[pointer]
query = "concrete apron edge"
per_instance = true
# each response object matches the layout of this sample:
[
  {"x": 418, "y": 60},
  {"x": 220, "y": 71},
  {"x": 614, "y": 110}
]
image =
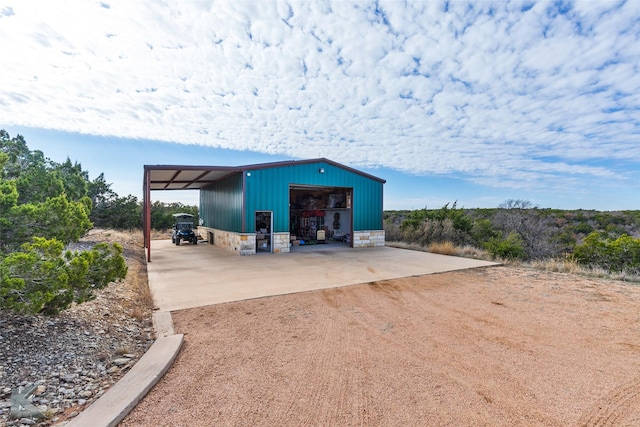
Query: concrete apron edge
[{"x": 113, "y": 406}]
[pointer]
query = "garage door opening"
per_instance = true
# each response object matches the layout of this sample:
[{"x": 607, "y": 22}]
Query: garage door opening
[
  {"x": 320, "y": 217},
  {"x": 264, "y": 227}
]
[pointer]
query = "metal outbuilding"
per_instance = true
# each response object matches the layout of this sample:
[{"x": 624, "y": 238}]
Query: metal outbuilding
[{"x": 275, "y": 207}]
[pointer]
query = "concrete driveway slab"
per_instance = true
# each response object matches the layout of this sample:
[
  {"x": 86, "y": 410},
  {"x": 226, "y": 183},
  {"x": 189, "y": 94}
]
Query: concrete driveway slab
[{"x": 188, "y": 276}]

◆ Your objective
Each record above must be retyped exactly. Omit the pictures.

◆ Result for this exercise
[pointer]
query = "concrete apron edge"
per_instance = true
# each response object matches the layout of this sample:
[
  {"x": 418, "y": 60},
  {"x": 220, "y": 71},
  {"x": 614, "y": 110}
]
image =
Query: concrete apron edge
[{"x": 113, "y": 406}]
[pointer]
query = "garage door opening"
per_instance = true
# each response object matches the layout of this sample:
[{"x": 607, "y": 22}]
Query: garage door opening
[
  {"x": 320, "y": 217},
  {"x": 264, "y": 227}
]
[pointer]
query = "metal outbuilding"
per_instance = true
# each response object matches the layout of this sample:
[{"x": 624, "y": 238}]
Query: metal outbuilding
[{"x": 275, "y": 207}]
[pointer]
query = "concrete driveway slab"
per_instance = true
# each response object matches the layout of this sample:
[
  {"x": 86, "y": 410},
  {"x": 226, "y": 183},
  {"x": 189, "y": 94}
]
Query: concrete driveway slab
[{"x": 188, "y": 276}]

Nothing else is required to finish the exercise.